Dynamite Entertainment

2025 is the year of comic related lawsuits and court filings. In September Sparkle Pop filed a civil action against Dynamic Forces, aka Dynamite Entertainment over a breach of contract.

In its introduction, Sparkle Pop claims Dynamic has “made millions of dollars from its long-standing commercial relationship” but “failed to reimburse Plaintiff for certain costs incurred.” The lawsuit is an attempt to recover those costs. The contract between Dynamic and Diamond (the original, “old” Diamond) began on October 1, 2015 and Diamond was Dynamic’s “exclusive worldwide distributor. Dynamic was to reimburse Diamond for “storage fees, freight costs, certain marketing-related expenses, and other costs.” The lawsuit claims Dynamic failed to reimburse Diamond for those costs and fees. Sparkle Pop, the owner of “new” Diamond, is suing over that and claims they have made efforts to collect the receivables since they closed in purchasing Diamond in May 2025.

* Collected material:

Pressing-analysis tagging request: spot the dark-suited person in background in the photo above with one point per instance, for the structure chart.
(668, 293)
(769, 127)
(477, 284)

* Written task: Summarize the passage on the Dynamite Entertainment lawsuit in two sentences. Work only from the text, not the data.

* Output for this exercise: In September 2025, Sparkle Pop, owner of the "new" Diamond, filed a civil action for breach of contract against Dynamic Forces, also known as Dynamite Entertainment, to recover costs it says Dynamic failed to reimburse. Under a contract that began on October 1, 2015, the original Diamond was Dynamic's exclusive worldwide distributor, and Dynamic was to reimburse Diamond for storage fees, freight costs, certain marketing-related expenses, and other costs, which Sparkle Pop says it has tried to collect since buying Diamond in May 2025.